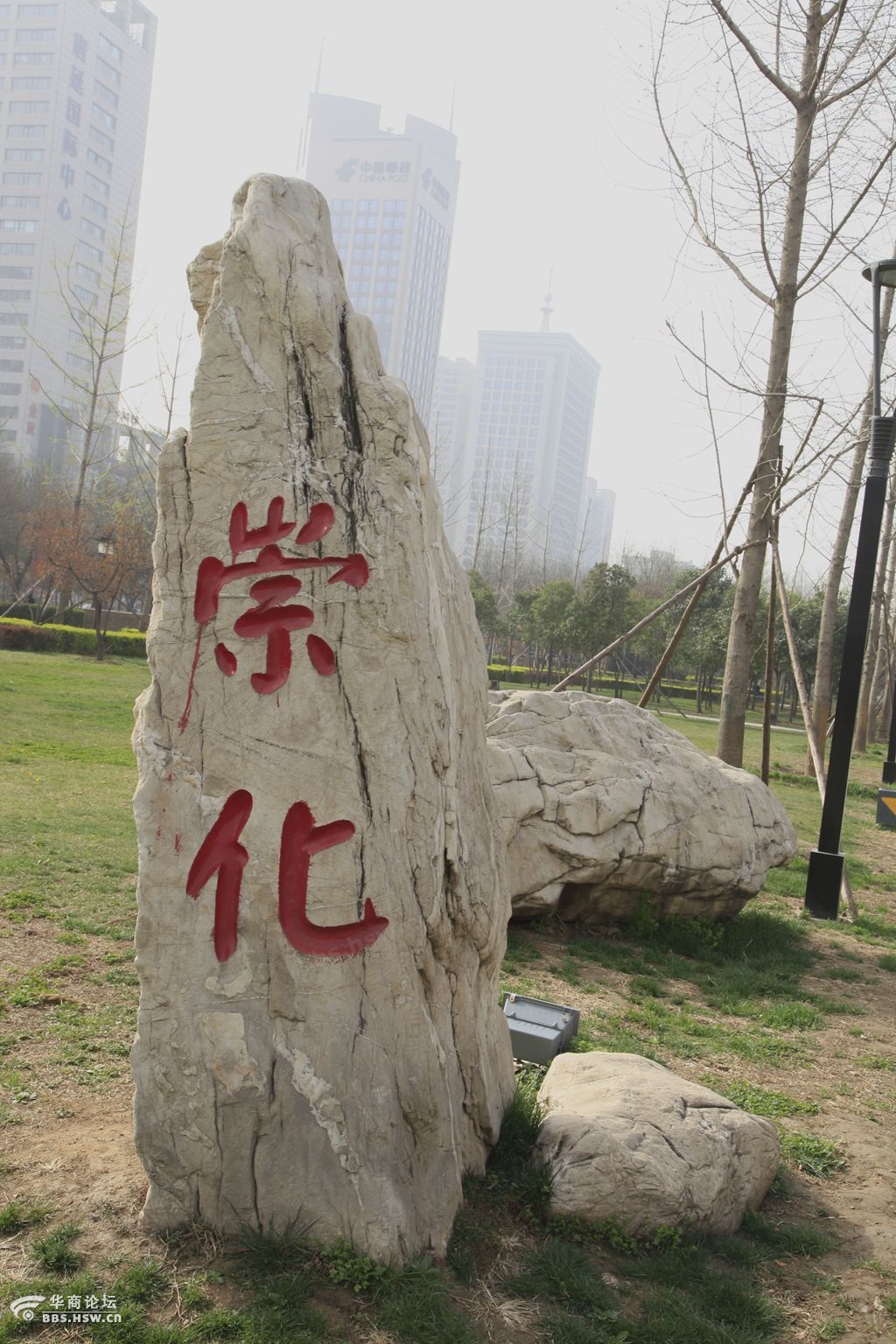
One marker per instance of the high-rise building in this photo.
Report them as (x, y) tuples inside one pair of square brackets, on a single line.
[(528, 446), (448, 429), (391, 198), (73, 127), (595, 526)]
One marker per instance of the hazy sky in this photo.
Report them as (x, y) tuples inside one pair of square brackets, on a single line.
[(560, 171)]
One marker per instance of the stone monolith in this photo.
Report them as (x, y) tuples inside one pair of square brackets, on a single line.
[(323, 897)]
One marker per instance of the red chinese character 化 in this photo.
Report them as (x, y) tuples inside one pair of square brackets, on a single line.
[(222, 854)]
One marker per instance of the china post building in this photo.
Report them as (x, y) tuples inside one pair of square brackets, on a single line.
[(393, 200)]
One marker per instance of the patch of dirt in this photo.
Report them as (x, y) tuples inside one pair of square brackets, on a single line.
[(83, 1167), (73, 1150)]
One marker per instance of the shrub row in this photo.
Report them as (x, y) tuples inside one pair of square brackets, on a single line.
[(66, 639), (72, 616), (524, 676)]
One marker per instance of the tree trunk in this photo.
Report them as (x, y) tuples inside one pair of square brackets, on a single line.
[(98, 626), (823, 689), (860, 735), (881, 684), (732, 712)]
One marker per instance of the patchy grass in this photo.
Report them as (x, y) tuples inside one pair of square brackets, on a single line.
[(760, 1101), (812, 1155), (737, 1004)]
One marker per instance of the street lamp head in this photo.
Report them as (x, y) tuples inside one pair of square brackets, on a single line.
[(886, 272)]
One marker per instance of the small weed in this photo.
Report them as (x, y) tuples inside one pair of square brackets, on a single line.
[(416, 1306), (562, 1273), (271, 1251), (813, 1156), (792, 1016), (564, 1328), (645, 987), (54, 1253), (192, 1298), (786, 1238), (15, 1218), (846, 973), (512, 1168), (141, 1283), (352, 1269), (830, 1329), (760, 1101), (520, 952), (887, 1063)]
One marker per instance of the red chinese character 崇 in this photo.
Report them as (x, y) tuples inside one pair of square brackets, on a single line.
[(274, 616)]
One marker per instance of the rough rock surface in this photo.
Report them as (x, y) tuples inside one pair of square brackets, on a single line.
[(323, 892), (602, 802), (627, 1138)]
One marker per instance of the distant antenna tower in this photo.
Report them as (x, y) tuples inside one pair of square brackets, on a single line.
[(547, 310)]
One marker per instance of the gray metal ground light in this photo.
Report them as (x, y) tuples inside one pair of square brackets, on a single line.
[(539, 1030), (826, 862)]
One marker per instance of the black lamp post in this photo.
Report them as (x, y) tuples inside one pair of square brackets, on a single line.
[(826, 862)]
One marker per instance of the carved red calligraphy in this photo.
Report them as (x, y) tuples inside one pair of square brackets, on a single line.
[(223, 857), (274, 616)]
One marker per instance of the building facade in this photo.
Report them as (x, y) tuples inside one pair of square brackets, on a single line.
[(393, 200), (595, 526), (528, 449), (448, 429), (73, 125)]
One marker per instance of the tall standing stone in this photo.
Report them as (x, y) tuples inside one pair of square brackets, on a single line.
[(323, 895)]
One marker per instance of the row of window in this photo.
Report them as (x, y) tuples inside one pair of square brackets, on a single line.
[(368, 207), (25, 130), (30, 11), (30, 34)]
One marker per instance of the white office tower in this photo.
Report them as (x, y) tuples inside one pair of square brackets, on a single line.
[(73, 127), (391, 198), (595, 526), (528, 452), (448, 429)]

####

* **ABOUT THIS TASK**: Transcribe the records word for word and include no pictures.

* **WRITTEN ANSWER**:
One marker per instance of the high-rise building in this photo.
Report them as (x, y) tuples inside one pair of square brackets, on a single line.
[(528, 446), (448, 429), (391, 198), (73, 127), (595, 526)]
One marker per instance of the hazy sky in this photo.
Report them as (x, y) tuples inside one pair of square brackets, on a single line.
[(560, 171)]
One marker per instance of the stone monolith in this photo.
Report them as (x, y) tuples inside one pair of square brackets, on a single line.
[(323, 897)]
One marker per instance of the red chinese character 化 in this photo.
Report them as (x, y) tuples inside one pair of square brackets, on a single line.
[(222, 854)]
One marker per instance of the china post building in this photo.
Report them as (x, y) tuples inside one pair of square brackets, on a single line.
[(393, 200)]
One marker per instance of the patch of dirt in this photo.
Report them as (x, y) tuples inside one pair of square brackets, on a single line.
[(83, 1167), (73, 1150)]
One marker per instance of the shrub row in this photo.
Report them as (x, y) tuples inside one pair of square brackets, on a single line.
[(66, 639), (72, 616), (524, 676)]
One marker per instance of the tree trunk in this photo.
Report them as (x, y) tuples inside one pair of square brackets, on a single line.
[(98, 626), (823, 689), (860, 735), (881, 684), (732, 712)]
One marker per instance of the patchy grass in this photo.
Report them as (x, y) tuples inside one pair of square brackets, on a single line.
[(760, 1101), (812, 1155), (737, 1004)]
One marker per instance of the street lamp head in this photo.
Report them as (x, y) tuples inside one pair of square brackets, on a single line.
[(886, 272)]
One marker per instance of the small weed in this photo.
Report them as (x, y) tuples inside one pair of square brackets, on a single line.
[(416, 1306), (562, 1273), (271, 1251), (813, 1156), (792, 1016), (564, 1328), (645, 987), (54, 1253), (192, 1298), (786, 1238), (15, 1218), (846, 973), (512, 1168), (141, 1283), (352, 1269), (830, 1329), (760, 1101), (520, 952), (887, 1063)]
One marker per instance of the red chinese character 崇 in this photo.
Report them as (x, y) tuples inside one pair of square brackets, on a single line.
[(274, 616)]
One marker per instance of the rough rock surface in this photo.
Report them as (x, y) tuples inside one pair of square brackets, on a single line.
[(323, 892), (602, 802), (627, 1138)]
One marker per instance of the distant antenna tower in this photo.
Report them as (x, y) tuples inside one pair of square brackets, on a single line.
[(547, 310)]
One marker per instance of the gray metal ground light in this photo.
Report them as (x, y) tuples inside one pair of square brackets, on a single line.
[(539, 1030), (826, 862)]
One marker per instance of the black lamp post in this photo.
Report them as (x, y) tuples inside one pair of square brackets, on a single line.
[(826, 862)]
One marker per instance of the carved red calligraphy in this photo.
Report them as (x, y) tuples inside one pair of square brackets, on a single line.
[(223, 857), (274, 616)]
One marker per instance of the building facade in this photo.
Report them as (x, y) tuples inside one pair of square brackets, on a single line.
[(393, 200), (595, 526), (528, 449), (448, 429), (73, 125)]
One marker per instance of the tall standing stone in this photo.
Report them as (x, y) tuples inside one pair of square brackets, on a single line.
[(323, 895)]
One marker per instance of the row of window in this photo.
Report them as (x, y) tuples inside one pair of square brackets, on a single line.
[(368, 207), (25, 130), (30, 11), (30, 34)]
One marker per instance of the white office tower in this photo.
Report them as (x, y) tuples inside one pair of square brackets, on a single line.
[(73, 127), (391, 198), (595, 526), (528, 452), (448, 429)]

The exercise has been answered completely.